§ Exercise: A word-for-word restatement of every entry is what is needed here.

═══ Available data ═══

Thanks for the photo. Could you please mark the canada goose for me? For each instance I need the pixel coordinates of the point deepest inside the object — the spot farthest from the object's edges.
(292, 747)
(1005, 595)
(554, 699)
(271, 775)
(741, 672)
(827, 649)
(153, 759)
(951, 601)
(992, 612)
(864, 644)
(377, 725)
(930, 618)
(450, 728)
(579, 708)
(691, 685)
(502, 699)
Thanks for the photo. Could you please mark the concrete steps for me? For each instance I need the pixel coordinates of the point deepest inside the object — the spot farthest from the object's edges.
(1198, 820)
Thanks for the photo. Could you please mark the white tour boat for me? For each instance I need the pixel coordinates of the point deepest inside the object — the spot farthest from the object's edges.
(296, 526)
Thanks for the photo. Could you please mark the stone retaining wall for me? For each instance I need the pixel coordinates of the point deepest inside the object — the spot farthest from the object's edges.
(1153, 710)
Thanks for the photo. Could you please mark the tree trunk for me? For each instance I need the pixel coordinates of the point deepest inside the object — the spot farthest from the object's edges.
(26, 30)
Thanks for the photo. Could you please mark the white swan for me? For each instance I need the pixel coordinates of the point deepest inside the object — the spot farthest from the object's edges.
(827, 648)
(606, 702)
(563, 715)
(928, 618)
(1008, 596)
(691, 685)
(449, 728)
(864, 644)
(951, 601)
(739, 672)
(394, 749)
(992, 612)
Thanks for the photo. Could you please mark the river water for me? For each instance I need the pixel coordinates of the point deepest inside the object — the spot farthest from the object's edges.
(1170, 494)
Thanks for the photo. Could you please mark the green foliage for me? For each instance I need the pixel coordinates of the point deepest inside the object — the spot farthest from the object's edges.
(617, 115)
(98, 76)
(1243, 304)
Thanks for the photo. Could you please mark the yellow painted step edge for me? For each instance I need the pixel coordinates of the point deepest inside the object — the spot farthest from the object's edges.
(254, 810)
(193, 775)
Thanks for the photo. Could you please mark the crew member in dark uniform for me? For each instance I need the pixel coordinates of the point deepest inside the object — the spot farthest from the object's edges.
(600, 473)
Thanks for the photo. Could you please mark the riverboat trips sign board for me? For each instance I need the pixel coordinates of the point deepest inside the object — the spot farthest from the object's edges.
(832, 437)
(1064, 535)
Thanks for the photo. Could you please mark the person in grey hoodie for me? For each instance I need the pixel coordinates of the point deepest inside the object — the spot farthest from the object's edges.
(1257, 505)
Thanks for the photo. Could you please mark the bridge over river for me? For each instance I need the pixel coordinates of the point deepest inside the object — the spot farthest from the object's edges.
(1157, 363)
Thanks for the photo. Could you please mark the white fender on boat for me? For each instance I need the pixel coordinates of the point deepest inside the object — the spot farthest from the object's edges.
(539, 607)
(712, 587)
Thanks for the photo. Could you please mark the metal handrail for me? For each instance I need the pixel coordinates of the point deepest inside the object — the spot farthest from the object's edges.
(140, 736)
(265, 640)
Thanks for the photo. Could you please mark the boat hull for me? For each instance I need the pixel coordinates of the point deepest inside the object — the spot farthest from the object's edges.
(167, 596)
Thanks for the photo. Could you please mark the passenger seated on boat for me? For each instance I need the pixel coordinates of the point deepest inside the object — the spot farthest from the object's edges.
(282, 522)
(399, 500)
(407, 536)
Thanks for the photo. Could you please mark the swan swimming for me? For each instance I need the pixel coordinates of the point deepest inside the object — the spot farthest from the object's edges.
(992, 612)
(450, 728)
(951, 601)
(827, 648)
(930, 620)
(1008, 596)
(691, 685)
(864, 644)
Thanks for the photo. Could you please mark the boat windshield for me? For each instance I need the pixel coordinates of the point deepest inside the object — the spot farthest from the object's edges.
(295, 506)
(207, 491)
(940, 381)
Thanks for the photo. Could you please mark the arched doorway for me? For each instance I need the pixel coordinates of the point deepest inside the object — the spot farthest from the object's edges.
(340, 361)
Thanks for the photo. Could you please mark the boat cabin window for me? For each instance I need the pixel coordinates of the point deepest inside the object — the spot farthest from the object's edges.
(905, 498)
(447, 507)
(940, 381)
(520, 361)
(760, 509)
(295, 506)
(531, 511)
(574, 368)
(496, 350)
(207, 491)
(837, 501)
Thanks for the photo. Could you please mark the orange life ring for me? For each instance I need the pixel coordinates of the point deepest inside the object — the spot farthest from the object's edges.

═══

§ Result for this exercise:
Thanks for the photo. Could you please mark the canada goose for me? For each instance I need the pixel coordinates of the point deepest inside the object — the spot farthest from the object's edges.
(292, 747)
(1005, 595)
(554, 699)
(271, 775)
(741, 672)
(827, 649)
(153, 759)
(951, 601)
(992, 612)
(864, 644)
(377, 725)
(930, 618)
(450, 728)
(579, 708)
(691, 685)
(502, 699)
Thanks for the photo. Could you please mark the concrete steps for me? For each instance I need the pixel coordinates of the point deepest inside the object — the spot farthest from the object's edges.
(1198, 820)
Thanks for the photo. Could you please mark the white tour boat for me? For each instance I need the pixel coordinates of the point deepest inside the object — the spot farthest from the object's edges.
(296, 526)
Thanks for the photo. Could you please mark the stone retaining wall for me? For each instance I need the pixel coordinates of the point deepest inside the object — the spot farthest from the object's edges.
(1153, 710)
Thanks for the photo. Could you please mark the tree trunk for me? For each instance I need the pixel coordinates of the point deepest inside the object — the spot farthest from the object's edges.
(26, 30)
Thanks for the photo. Could you please mark the white swan for me? For each instance I need the pixel coordinates of the point deepest inside the object — the spot farthest from the object's edges.
(827, 648)
(606, 702)
(563, 715)
(928, 618)
(1008, 596)
(691, 685)
(449, 728)
(864, 644)
(951, 601)
(739, 672)
(394, 749)
(992, 612)
Thanks for the photo. Could you please mark the river water for me? For each instance I need the pixel coordinates of the point deepest inside the object — the spot farthest from the object's edges.
(1170, 494)
Thanks for the photo. Could you please mark the green foliage for me? For each instance I need the pixel coordinates of the point deepest inside the object — the spot farthest from the object's edges.
(617, 115)
(98, 76)
(1243, 304)
Thanks for the photo. Could you please mark the yellow painted step edge for me? For each instance I need the pixel coordinates of the point deepest inside the object — the spot farthest from the object's edges.
(254, 810)
(193, 775)
Thanks for the photo. Could you please mark the crew member in dark uniform for me? For each instance I need the pixel coordinates of the point deepest inside the object — the spot farthest from the object's edges.
(600, 473)
Thanks for the photo. Could you please mark the riverboat trips sign board for me? For each instance I need the pixel coordinates of the point deepest inside the object — the spot farthest from the object's edges.
(832, 437)
(1064, 535)
Thanks for the photo. Could you please mark the person in grey hoodie for me? For each instance I need the pixel coordinates of the point deepest inside the object — the spot farthest from the object's edges.
(1257, 505)
Thanks for the photo. Could you please mark the bridge over river for me? For each instance I need the pixel coordinates of the point deepest inside the object — the spot farthest from the object's edges.
(1157, 363)
Thanks for the photo. Could you please mark the white fender on boat for me? For each instance I need the pixel coordinates of the point deepest inside the object — the spot farthest from the object's edges.
(539, 607)
(712, 587)
Thanks for the photo. Could you please mark the metal handrail for me? For each instance I need the pixel coordinates of the point deepest inside the object — the spot farthest from the object's edges.
(140, 736)
(265, 640)
Thanks for the photo. Could you please mark the boat hull for me? For each instance I need the pixel coordinates of the point deepest inside the object — the spot farthest from the object's edges.
(167, 596)
Thanks for the photo. Could you please mark the passenger seated on boat for me? For each instance I need the pixel coordinates of the point deepest inside the object — the spot farthest from the object's edges.
(282, 522)
(399, 500)
(407, 536)
Thanks for the photo. Could you please mark the swan swimming for me? For each instance I need the pixel coordinates of the point deepest inside the object — the spot farthest from the object's edges.
(992, 612)
(450, 728)
(951, 601)
(827, 648)
(930, 620)
(1008, 596)
(691, 685)
(864, 644)
Thanks for the photo. Could you please mark the boat windshield for me? For each instance I need the pixel coordinates of the point deepest inside the object — the spot farthest from the object's edges.
(295, 506)
(207, 491)
(940, 381)
Thanks for the photo. Could you please mark the arched doorway for me? For each instance I need the pixel coordinates of the point deepest inside the object — the spot farthest from the object's edges.
(340, 361)
Thanks for the photo. Could you please mark the boat cabin window for me? For each instance I need the pixel coordinates of the point deepest inside the object — the spot farthest from the object's edges.
(905, 498)
(447, 507)
(940, 381)
(520, 361)
(760, 509)
(295, 506)
(531, 511)
(574, 368)
(496, 350)
(207, 491)
(837, 501)
Thanks for the photo. Could you please mark the orange life ring for me? For each instance I need the pixel coordinates of the point deepest inside the object — the spot farthest from the object's edges.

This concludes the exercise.